*JOB*. Copy out the lines of the material below verbatim, from the line with "Target: toyota corolla rear" up to and including the line with "top-left (102, 39), bottom-right (371, 243)".

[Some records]
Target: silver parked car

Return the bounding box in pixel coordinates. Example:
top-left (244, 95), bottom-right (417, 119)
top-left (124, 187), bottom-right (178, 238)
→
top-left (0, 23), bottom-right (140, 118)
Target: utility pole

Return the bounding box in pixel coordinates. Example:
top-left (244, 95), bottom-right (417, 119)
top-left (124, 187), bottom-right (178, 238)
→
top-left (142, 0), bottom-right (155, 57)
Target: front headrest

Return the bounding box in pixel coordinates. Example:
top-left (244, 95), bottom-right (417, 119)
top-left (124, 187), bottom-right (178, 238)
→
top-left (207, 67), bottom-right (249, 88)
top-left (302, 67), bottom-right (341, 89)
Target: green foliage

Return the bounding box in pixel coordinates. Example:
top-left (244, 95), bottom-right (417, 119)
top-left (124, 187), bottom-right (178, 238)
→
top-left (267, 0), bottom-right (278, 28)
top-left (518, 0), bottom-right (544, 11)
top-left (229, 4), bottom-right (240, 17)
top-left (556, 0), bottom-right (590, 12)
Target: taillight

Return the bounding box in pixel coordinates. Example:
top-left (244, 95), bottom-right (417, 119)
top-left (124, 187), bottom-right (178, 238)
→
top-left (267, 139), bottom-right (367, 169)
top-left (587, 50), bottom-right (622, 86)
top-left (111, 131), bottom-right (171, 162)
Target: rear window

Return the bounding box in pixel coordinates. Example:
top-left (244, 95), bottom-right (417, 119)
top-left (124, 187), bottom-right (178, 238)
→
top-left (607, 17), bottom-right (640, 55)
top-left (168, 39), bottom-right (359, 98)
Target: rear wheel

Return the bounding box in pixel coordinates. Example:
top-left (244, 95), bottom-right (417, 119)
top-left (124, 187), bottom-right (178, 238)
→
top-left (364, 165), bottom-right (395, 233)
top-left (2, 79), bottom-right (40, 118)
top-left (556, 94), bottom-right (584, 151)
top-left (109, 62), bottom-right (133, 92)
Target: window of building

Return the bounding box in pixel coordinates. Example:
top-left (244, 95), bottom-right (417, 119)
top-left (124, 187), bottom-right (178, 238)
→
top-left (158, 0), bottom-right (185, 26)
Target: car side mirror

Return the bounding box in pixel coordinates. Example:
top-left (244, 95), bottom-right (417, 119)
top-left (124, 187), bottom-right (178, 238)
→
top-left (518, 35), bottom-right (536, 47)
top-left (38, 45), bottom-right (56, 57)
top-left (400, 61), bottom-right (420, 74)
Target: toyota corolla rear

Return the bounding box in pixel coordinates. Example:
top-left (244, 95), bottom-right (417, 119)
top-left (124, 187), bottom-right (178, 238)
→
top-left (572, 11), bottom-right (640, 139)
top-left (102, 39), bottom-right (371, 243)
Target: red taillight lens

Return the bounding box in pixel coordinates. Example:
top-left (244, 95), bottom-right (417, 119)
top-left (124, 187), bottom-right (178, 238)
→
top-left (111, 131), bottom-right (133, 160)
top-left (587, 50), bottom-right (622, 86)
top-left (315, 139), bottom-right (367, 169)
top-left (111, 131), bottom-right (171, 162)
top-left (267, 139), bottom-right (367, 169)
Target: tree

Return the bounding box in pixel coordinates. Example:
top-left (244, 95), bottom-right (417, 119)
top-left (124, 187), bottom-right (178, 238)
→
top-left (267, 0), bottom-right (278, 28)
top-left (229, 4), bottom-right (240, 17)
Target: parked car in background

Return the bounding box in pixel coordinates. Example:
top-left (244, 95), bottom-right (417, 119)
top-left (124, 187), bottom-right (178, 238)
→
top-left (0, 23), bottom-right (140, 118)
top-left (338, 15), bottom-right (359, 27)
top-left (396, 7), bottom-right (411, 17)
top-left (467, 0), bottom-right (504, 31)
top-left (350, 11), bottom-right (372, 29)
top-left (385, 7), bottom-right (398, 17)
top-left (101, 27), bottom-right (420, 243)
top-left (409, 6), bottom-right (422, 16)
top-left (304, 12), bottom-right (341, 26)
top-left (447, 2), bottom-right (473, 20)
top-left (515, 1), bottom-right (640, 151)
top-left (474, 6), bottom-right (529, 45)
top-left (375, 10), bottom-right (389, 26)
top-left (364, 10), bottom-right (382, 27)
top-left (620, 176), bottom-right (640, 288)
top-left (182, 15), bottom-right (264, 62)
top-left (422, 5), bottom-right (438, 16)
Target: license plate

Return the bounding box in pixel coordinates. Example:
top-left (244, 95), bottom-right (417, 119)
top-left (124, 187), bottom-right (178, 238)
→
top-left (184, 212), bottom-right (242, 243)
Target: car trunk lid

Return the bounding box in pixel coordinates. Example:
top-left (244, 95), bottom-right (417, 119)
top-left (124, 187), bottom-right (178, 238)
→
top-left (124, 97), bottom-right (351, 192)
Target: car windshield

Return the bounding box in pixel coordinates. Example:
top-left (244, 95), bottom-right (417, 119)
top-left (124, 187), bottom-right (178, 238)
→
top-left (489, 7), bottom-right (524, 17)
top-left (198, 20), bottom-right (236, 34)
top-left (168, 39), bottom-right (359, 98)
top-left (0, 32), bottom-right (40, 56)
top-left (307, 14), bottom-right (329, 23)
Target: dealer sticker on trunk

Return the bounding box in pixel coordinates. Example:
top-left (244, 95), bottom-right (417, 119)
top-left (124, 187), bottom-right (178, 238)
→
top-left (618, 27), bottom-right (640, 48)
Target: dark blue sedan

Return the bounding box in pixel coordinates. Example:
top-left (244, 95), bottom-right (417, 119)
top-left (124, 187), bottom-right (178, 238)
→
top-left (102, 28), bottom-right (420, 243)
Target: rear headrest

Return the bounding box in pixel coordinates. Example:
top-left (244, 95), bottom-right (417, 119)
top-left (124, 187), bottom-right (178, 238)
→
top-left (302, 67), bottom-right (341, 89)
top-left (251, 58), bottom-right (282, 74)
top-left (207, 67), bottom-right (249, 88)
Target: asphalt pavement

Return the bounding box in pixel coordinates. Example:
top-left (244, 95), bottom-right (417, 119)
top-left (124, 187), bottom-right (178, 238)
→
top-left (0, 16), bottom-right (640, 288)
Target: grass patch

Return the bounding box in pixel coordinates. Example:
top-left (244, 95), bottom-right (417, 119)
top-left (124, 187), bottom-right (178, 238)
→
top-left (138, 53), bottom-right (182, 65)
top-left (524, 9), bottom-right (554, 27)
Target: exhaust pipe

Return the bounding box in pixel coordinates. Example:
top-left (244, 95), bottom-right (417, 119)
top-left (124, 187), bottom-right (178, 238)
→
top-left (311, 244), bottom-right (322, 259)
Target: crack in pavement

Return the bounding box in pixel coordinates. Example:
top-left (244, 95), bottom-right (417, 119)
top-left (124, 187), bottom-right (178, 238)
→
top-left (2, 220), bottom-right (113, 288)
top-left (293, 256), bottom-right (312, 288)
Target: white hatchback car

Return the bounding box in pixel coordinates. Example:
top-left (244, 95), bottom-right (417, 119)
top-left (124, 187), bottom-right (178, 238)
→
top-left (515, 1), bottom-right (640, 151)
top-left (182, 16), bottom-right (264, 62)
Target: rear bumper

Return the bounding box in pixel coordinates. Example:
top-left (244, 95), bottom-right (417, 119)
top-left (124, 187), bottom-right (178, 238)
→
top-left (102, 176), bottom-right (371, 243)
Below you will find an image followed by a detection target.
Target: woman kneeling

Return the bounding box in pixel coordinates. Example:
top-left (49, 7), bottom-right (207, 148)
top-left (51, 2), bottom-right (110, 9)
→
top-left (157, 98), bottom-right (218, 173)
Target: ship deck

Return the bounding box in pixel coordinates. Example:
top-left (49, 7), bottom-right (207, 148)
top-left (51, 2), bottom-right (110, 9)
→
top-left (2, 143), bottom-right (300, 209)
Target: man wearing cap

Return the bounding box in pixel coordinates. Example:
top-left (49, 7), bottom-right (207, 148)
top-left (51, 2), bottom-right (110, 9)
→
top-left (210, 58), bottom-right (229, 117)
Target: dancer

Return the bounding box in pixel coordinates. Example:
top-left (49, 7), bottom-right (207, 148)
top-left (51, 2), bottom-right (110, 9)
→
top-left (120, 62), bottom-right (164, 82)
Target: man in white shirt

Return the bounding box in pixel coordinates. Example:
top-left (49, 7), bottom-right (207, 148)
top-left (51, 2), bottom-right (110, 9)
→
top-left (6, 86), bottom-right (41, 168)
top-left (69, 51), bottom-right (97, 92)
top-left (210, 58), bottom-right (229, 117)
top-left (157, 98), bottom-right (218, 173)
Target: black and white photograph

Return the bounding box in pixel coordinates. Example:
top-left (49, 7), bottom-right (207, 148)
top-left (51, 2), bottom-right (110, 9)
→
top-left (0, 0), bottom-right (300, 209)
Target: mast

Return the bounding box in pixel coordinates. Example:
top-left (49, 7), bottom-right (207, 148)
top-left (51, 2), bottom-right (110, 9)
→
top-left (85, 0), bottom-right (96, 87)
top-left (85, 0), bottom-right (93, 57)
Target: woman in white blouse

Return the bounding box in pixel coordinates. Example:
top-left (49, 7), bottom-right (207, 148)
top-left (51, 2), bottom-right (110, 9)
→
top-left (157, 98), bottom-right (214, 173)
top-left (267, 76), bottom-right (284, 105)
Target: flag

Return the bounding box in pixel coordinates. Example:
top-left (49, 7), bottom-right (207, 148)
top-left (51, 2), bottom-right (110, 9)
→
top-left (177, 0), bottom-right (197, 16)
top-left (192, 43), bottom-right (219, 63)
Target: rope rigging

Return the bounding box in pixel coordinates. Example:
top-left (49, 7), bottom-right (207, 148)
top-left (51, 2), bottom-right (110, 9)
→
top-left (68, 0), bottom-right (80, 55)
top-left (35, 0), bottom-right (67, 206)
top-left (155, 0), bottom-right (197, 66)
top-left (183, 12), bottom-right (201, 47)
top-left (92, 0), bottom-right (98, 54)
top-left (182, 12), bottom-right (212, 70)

*SOLUTION FOR THIS PROBLEM*.
Target: toyota corolla rear

Return the bounding box in pixel coordinates. Example:
top-left (244, 95), bottom-right (417, 119)
top-left (124, 187), bottom-right (178, 238)
→
top-left (572, 11), bottom-right (640, 139)
top-left (102, 39), bottom-right (371, 243)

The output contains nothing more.